__EXERCISE OBJECTIVE__:
Please recast every one of the records below as a numbered list, leaving out any blank lines.

__Coordinate annotation records__:
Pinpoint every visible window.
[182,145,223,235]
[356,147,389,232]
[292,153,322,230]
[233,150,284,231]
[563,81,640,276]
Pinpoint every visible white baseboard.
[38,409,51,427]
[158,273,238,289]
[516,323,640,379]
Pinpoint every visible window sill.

__TASK SOLUTION__:
1. Pinpoint every visible window.
2. [182,145,223,235]
3. [356,147,389,232]
4. [292,153,322,230]
5. [233,150,284,231]
6. [563,81,640,276]
7. Pinpoint every visible white baseboard.
8. [38,409,51,427]
9. [158,273,238,289]
10. [516,323,640,379]
11. Pinpoint every visible window sill.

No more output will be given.